■ Set task ■
Locate each line of the material that contains the string "instance", with case counted, and copy those lines.

Labeling and segmentation records:
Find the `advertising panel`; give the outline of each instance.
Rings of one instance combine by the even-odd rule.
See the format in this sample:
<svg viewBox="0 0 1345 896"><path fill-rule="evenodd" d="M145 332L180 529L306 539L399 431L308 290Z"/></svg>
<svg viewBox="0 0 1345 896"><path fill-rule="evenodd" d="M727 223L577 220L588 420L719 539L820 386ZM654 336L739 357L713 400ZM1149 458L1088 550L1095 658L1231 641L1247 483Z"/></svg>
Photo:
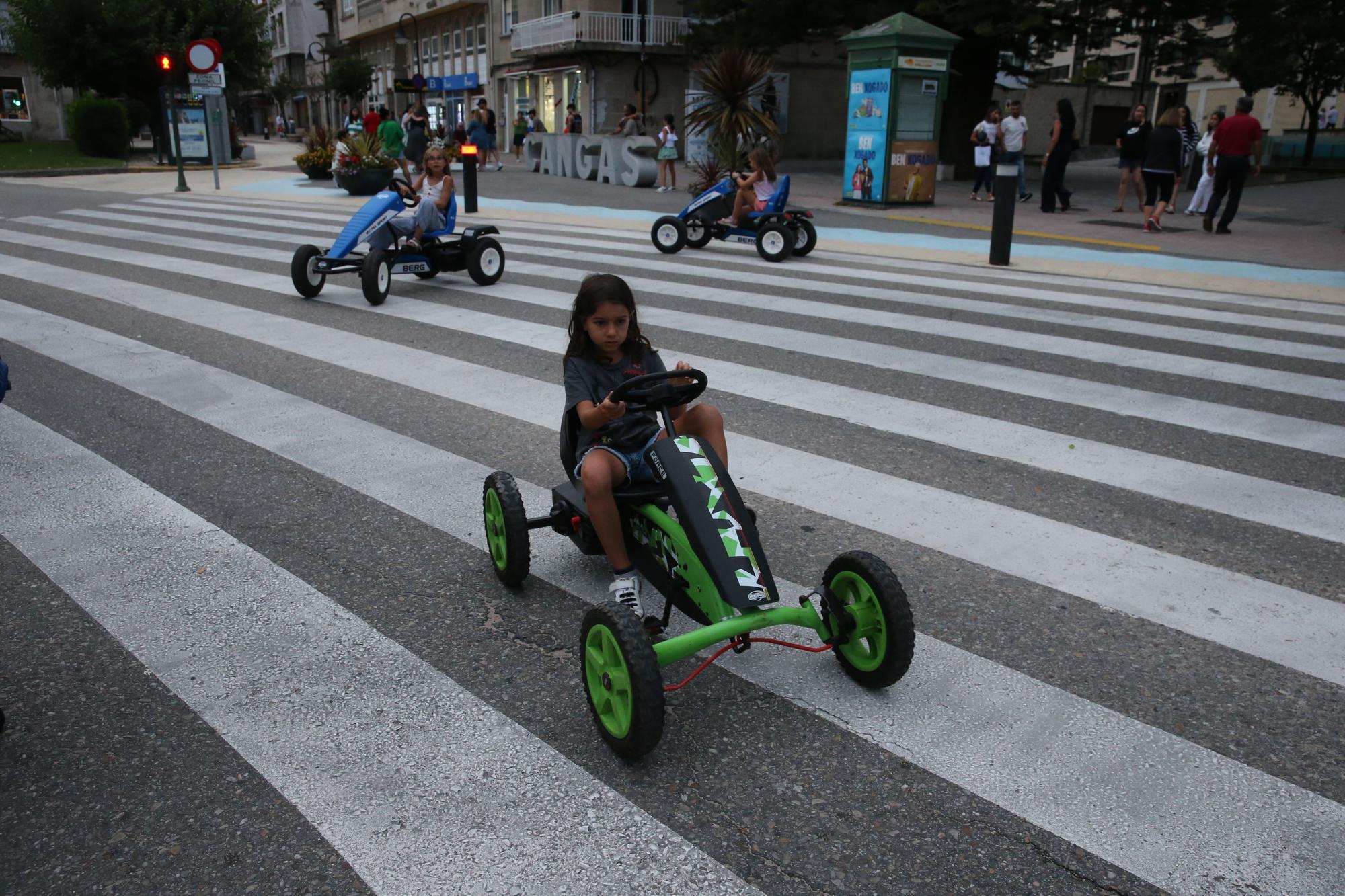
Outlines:
<svg viewBox="0 0 1345 896"><path fill-rule="evenodd" d="M939 144L933 140L894 140L888 179L889 202L933 202Z"/></svg>
<svg viewBox="0 0 1345 896"><path fill-rule="evenodd" d="M188 94L178 94L178 139L182 141L183 159L210 159L210 143L206 139L206 104L203 98ZM167 104L165 104L167 105ZM164 148L169 159L174 157L172 120L168 109L164 109Z"/></svg>
<svg viewBox="0 0 1345 896"><path fill-rule="evenodd" d="M888 118L892 113L892 70L859 69L850 73L846 110L845 172L841 195L861 202L882 202Z"/></svg>

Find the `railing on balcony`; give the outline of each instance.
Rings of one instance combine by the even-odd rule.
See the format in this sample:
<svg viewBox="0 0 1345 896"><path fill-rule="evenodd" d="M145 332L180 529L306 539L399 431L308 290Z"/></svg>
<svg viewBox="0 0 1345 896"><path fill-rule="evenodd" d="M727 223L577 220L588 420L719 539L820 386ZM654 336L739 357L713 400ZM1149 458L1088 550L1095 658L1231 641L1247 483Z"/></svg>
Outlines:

■ Answer to the exercise ■
Find the `advertising panel`; give the outline of each instance.
Rings of one instance combine by the even-odd rule.
Find the `railing on balcony`; give the outline of each instance.
Rings of one instance combine by the even-odd rule.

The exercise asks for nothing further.